# [INSTRUCTIONS TO FOLLOW]
Output the material below verbatim, line by line, omitting the pictures.

※ ※ ※

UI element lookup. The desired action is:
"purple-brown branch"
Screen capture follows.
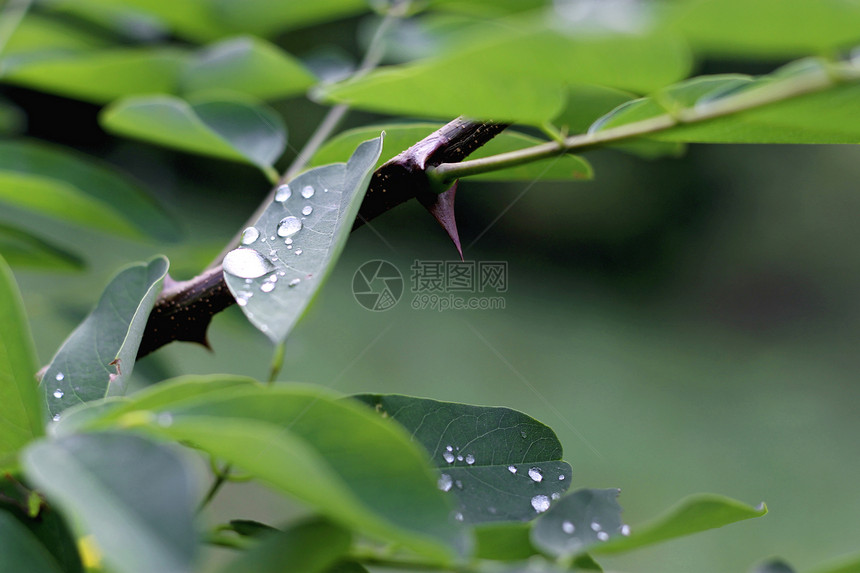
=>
[137,118,507,358]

※ ※ ※

# [SOLUTION TO THE PROBLEM]
UI element lookup. The desired action is:
"purple-brown branch"
Screen capture follows.
=>
[137,118,507,358]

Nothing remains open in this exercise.